- **WHAT NEEDS TO BE DONE**: Find "# point at: person in dark" in the material below, then copy that line and every subsequent line to the end, exactly.

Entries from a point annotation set

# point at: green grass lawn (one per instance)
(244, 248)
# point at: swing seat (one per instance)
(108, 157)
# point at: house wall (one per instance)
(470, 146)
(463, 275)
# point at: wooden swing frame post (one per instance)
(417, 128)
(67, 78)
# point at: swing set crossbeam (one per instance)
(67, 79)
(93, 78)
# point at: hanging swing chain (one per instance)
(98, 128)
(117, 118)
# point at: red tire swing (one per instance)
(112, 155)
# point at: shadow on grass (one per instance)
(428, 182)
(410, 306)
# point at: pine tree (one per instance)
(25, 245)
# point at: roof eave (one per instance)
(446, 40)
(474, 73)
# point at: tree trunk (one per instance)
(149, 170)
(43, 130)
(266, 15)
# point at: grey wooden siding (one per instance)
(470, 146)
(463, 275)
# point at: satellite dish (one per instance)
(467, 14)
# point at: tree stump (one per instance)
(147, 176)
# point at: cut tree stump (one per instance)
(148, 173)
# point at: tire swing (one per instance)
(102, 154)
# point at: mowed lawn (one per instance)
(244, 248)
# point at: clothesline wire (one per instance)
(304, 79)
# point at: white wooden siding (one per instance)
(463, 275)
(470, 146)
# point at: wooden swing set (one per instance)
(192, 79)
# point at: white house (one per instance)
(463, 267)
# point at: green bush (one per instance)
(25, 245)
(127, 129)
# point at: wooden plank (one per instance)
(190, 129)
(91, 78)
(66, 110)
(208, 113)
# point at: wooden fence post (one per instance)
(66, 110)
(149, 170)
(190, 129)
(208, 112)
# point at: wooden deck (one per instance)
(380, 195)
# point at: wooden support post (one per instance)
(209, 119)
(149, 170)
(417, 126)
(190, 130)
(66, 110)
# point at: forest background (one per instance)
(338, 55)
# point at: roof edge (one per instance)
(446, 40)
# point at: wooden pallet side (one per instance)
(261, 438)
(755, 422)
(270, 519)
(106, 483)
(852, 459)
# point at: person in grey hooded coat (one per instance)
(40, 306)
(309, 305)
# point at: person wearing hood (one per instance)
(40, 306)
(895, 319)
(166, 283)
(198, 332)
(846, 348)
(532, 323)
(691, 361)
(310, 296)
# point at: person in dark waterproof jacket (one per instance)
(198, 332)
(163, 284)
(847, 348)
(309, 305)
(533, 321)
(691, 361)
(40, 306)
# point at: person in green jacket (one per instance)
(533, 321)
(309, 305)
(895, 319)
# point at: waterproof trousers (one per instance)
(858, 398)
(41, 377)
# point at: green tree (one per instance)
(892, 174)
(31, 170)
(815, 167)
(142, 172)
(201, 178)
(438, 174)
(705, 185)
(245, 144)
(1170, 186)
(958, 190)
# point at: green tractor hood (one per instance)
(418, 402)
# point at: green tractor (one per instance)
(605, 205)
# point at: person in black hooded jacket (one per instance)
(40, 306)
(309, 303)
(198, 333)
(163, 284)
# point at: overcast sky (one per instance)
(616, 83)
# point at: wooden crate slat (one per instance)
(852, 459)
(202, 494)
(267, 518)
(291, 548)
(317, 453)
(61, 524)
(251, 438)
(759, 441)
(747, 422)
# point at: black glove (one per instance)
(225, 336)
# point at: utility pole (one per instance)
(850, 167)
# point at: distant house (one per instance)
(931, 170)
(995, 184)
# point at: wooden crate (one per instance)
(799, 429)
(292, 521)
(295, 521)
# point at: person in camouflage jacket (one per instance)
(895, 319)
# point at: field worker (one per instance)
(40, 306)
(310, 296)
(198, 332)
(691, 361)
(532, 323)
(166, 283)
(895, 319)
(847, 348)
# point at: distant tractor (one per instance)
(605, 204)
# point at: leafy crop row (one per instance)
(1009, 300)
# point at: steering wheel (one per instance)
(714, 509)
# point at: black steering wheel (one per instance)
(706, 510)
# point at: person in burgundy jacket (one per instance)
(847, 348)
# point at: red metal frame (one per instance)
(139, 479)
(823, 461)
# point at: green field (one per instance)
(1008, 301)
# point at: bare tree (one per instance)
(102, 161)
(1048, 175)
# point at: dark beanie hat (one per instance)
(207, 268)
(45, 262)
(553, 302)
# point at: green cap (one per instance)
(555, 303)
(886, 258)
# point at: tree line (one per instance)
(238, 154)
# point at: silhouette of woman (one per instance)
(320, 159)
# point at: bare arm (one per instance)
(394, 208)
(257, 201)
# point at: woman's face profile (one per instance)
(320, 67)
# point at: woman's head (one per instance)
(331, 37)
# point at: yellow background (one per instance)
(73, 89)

- **CORRECT OUTPUT**:
# point at: person in dark waterproof jacket (one per instance)
(198, 332)
(163, 284)
(847, 348)
(309, 305)
(533, 321)
(691, 361)
(40, 306)
# point at: person in green jacket (one per instance)
(533, 321)
(309, 305)
(895, 319)
# point at: waterproof trousers (one per instance)
(858, 398)
(41, 377)
# point at: green tree (one per instance)
(892, 174)
(31, 170)
(815, 167)
(142, 172)
(201, 178)
(438, 174)
(705, 185)
(245, 144)
(1170, 186)
(958, 190)
# point at: green tractor hood (one per instance)
(418, 402)
# point at: green tractor (one per instance)
(605, 205)
# point at: person in black hooded jacket (one per instance)
(40, 306)
(309, 303)
(198, 333)
(163, 284)
# point at: overcast sky (one per instance)
(616, 83)
# point at: wooden crate slat (one per instance)
(852, 459)
(202, 494)
(267, 518)
(291, 548)
(317, 453)
(61, 524)
(251, 438)
(759, 441)
(747, 422)
# point at: black glove (one per instance)
(225, 336)
# point at: utility pole (one per instance)
(850, 167)
# point at: distant house (one per instance)
(931, 170)
(995, 184)
# point at: wooden crate (one per instance)
(799, 429)
(292, 521)
(295, 521)
# point at: person in camouflage jacket (one per instance)
(895, 319)
# point at: field worker (one per instance)
(40, 306)
(310, 296)
(198, 332)
(691, 361)
(532, 323)
(166, 283)
(895, 319)
(847, 348)
# point at: distant tractor (one per instance)
(605, 204)
# point at: leafy crop row (one per instance)
(1009, 300)
# point at: steering wheel (one per instance)
(714, 509)
# point at: black steering wheel (one per instance)
(706, 510)
# point at: person in burgundy jacket (one per instance)
(847, 348)
# point at: red metal frame (one per instance)
(139, 479)
(823, 461)
# point at: green field (one per instance)
(1008, 301)
# point at: bare tree (one per instance)
(102, 161)
(1048, 175)
# point at: dark beanie hat (one per instance)
(207, 268)
(45, 262)
(553, 302)
# point at: green cap (one per instance)
(555, 303)
(886, 258)
# point at: tree line (one per instance)
(238, 154)
# point at: silhouette of woman (one per instance)
(320, 159)
# point at: bare arm (one per instance)
(394, 208)
(257, 201)
# point at: woman's face profile (one per instance)
(320, 67)
# point at: woman's head (one per instance)
(331, 37)
# point at: yellow background (one per instance)
(73, 89)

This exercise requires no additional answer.